Not only did my time in Nevada provide great photographic opportunities it was also a wonderful time of contemplation. Because I had a fairly open agenda I could choose to come and go as I pleased. When you don't have wifi or netflix it's amazing how much time you wind up just thinking. While I contemplated I came to some interesting realizations about my life and who I may become as a person and where my place is. I know what I'm saying sounds maybe a little meta, but I do believe that people these days don't stop to think enough and for long enough when they do. It was like my own kind of meditation. I've also taken up writing again, a little bit at a time, but I've started again and that's really good for me.

=== Data excerpts ===
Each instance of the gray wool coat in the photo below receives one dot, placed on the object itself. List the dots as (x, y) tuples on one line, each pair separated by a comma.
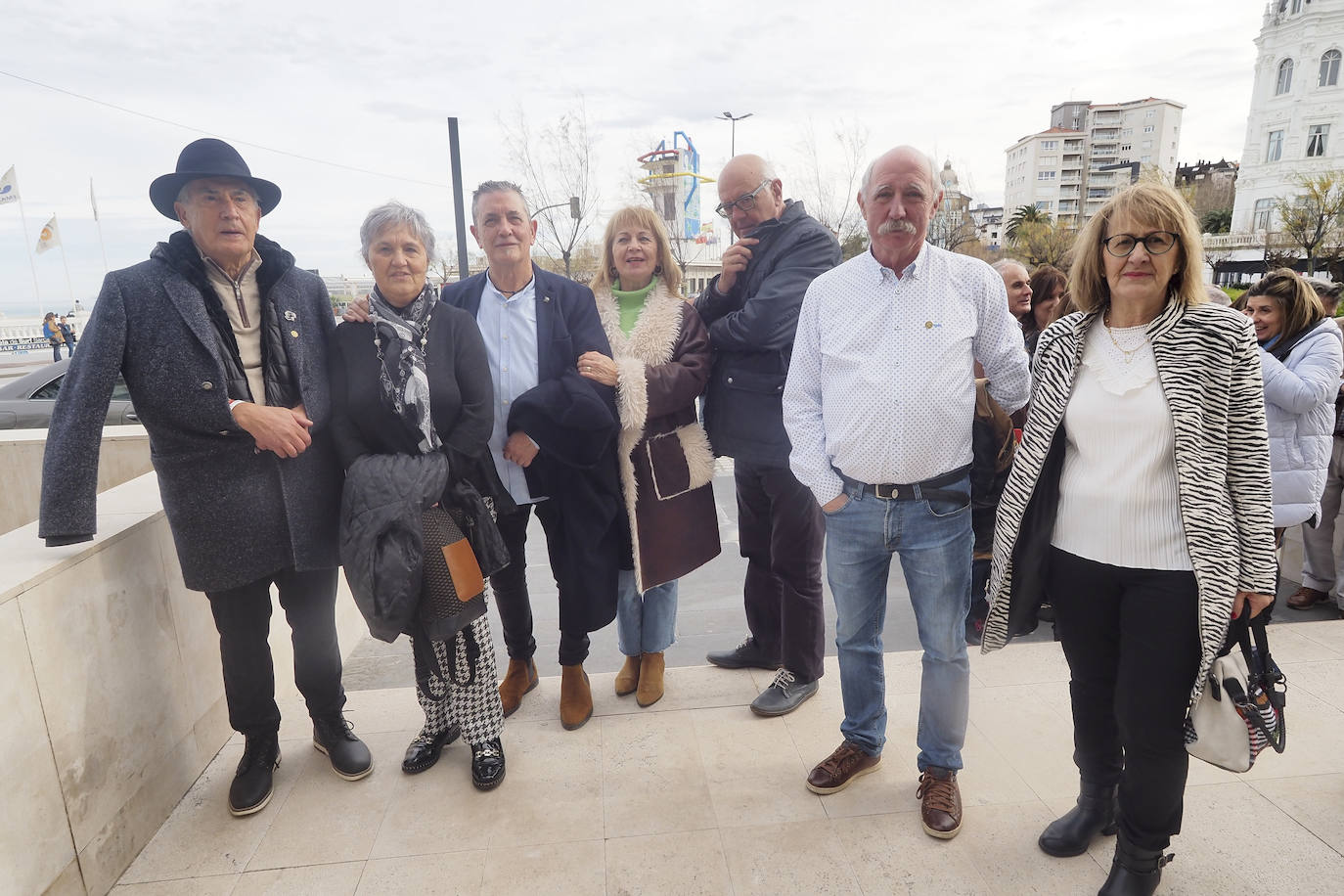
[(236, 515)]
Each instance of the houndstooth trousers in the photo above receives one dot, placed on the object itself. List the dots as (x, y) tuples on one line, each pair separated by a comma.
[(474, 707)]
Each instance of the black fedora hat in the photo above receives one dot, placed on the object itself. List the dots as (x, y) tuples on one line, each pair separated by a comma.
[(208, 157)]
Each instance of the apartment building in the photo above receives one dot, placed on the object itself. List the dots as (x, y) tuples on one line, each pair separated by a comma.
[(1089, 152), (1296, 111)]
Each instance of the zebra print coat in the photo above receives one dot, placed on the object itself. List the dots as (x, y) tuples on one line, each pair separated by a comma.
[(1210, 373)]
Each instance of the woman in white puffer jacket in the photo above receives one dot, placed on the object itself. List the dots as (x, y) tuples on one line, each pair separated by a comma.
[(1301, 357)]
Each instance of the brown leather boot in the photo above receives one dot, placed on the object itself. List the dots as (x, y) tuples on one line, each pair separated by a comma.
[(575, 697), (650, 680), (628, 679), (519, 679)]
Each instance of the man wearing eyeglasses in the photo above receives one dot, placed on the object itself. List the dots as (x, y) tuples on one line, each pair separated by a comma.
[(879, 407), (751, 310)]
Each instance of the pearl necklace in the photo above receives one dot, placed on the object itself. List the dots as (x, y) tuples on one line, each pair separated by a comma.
[(1127, 353)]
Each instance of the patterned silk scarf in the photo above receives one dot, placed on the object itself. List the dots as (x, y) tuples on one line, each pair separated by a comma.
[(399, 337)]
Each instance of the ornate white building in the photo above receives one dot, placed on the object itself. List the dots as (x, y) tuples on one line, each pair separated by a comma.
[(1296, 119)]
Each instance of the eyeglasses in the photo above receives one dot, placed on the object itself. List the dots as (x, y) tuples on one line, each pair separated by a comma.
[(746, 202), (1156, 244)]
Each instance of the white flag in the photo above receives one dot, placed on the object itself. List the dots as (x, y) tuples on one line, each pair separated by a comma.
[(8, 187), (50, 237)]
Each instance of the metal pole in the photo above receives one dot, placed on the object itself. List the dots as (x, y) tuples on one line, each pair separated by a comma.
[(459, 214), (32, 266)]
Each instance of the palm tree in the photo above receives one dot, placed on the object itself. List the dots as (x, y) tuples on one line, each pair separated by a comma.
[(1026, 215)]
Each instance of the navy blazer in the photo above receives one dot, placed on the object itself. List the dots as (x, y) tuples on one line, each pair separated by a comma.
[(566, 323)]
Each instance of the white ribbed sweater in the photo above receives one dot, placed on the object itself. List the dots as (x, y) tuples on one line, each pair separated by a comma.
[(1117, 492)]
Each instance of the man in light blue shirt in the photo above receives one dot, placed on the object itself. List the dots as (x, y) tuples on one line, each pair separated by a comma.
[(879, 406)]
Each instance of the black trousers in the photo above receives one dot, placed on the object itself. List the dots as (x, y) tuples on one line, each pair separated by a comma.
[(513, 602), (1132, 643), (781, 532), (243, 617)]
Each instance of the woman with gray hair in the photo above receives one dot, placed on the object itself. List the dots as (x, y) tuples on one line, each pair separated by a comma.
[(414, 381)]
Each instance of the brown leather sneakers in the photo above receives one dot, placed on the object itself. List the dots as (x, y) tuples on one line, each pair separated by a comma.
[(940, 808), (834, 773), (519, 680)]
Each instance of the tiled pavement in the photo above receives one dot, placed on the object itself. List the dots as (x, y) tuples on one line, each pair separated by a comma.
[(696, 795)]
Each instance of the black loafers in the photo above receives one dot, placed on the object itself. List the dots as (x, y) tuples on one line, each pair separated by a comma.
[(425, 749), (487, 765)]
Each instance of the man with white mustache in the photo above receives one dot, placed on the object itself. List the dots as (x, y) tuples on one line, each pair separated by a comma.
[(879, 406), (751, 309)]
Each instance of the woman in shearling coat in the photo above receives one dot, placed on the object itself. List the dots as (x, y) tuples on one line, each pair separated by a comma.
[(660, 366), (1139, 503), (1300, 362)]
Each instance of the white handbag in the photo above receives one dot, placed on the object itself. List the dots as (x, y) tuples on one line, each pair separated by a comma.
[(1240, 711)]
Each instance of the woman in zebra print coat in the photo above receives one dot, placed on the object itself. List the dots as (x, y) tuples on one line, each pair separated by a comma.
[(1139, 504)]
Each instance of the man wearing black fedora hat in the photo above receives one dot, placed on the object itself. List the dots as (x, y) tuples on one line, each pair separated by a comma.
[(222, 342)]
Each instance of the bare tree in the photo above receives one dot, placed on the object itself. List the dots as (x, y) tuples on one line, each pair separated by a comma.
[(1314, 214), (829, 193), (558, 168)]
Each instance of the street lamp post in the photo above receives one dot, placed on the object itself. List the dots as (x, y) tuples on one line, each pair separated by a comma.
[(574, 212), (733, 139)]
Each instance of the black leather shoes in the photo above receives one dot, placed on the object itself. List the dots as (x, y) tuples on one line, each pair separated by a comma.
[(1071, 833), (424, 751), (784, 694), (349, 756), (1135, 871), (251, 786), (744, 655), (488, 765)]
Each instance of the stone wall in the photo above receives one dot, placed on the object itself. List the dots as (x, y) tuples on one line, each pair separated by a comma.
[(122, 456), (109, 676)]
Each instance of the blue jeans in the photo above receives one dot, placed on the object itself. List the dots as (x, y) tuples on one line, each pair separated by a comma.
[(934, 543), (644, 623)]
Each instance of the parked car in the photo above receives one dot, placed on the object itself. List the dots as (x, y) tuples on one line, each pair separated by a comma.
[(25, 402)]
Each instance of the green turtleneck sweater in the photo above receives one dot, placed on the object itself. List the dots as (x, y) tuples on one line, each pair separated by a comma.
[(631, 302)]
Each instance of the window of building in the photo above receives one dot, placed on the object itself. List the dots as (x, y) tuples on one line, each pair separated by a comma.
[(1264, 208), (1329, 68), (1276, 147), (1285, 78), (1316, 139)]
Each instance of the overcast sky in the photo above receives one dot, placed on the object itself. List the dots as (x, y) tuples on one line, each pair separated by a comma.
[(370, 86)]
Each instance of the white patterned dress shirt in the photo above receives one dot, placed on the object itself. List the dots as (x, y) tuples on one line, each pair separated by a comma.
[(882, 381)]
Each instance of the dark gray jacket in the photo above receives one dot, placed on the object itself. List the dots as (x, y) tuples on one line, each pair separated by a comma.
[(237, 515), (751, 335), (381, 539)]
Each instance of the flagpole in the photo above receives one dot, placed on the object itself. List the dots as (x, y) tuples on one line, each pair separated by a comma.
[(101, 245), (32, 265)]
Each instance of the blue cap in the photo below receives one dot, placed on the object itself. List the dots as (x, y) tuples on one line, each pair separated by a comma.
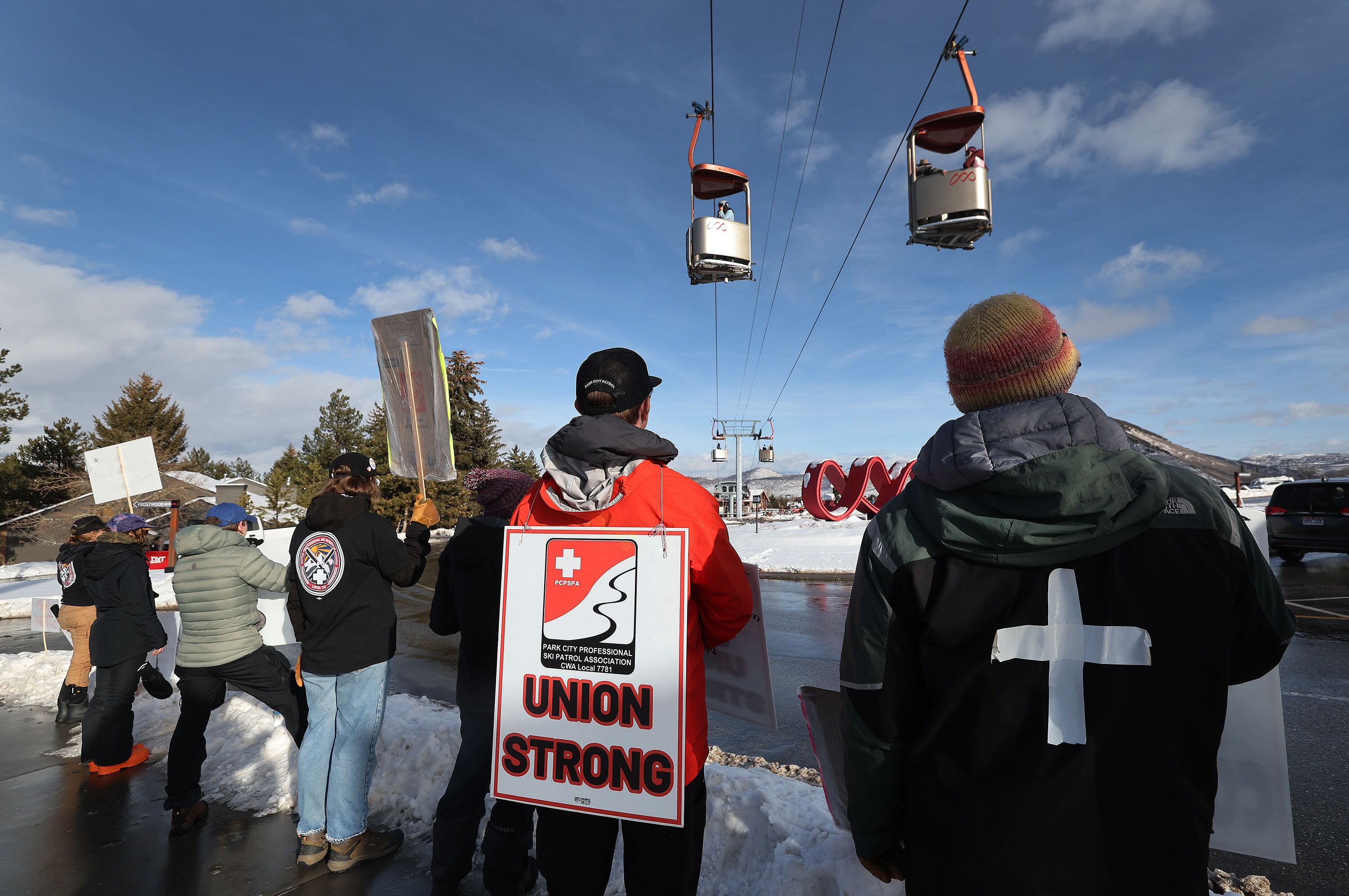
[(127, 523), (231, 515)]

=== Directives ===
• 1. Render this sentence from the Nevada passage in Spanish: "It was like my own kind of meditation."
• 2. Please carry the Nevada passage forward from its last sentence.
The items are separate material from the Nevada passage.

=== Per-task outputs ===
• 1. Fue como mi propio tipo de meditación.

• 2.
My first stop in Nevada was Fish Lake Hot Wells near Dyer, NV. This spring features a well-built concrete tub nestled into the foothills of the Sierra's. The water gets to somewhere between 105-120*F, you can camp right near the spring and a local dirt bike club has built a sink where you can wash your dishes (VERY handy). I stayed two nights at Fish Lake allowing myself time to ride up one of the neighboring mountains then meet and visit with a nice couple from Portland, OR.
From Fishlake I went North to Spencer Hot Springs located just South of highway 50. My experience there was interesting to say the least. Upon arrival there was already a group of, at first glance, hard (other synonyms would be: scary, colorful, rough, intimidating) looking people. I found a place to park then retreated to the confines of Casper in hopes that they would leave the tub vacant so I could take a dip. A little under two hours later, after my computer battery had died from an editing frenzy, I decided to venture out to the tub. They still weren't gone, so, as the saying goes, 'if you can't beat them, join them.' This is what a lot of travel is about, breaking down borders, overcoming apprehensions, etc. Long story short, it was close to morning that I finally departed the tub for the comforts of my bed. Those colorful people turned out to be colorful in a wonderful way that I wouldn't have expected, it was a new and interesting experience. My new hot spring nickname is simply, 'Canada,' by the way...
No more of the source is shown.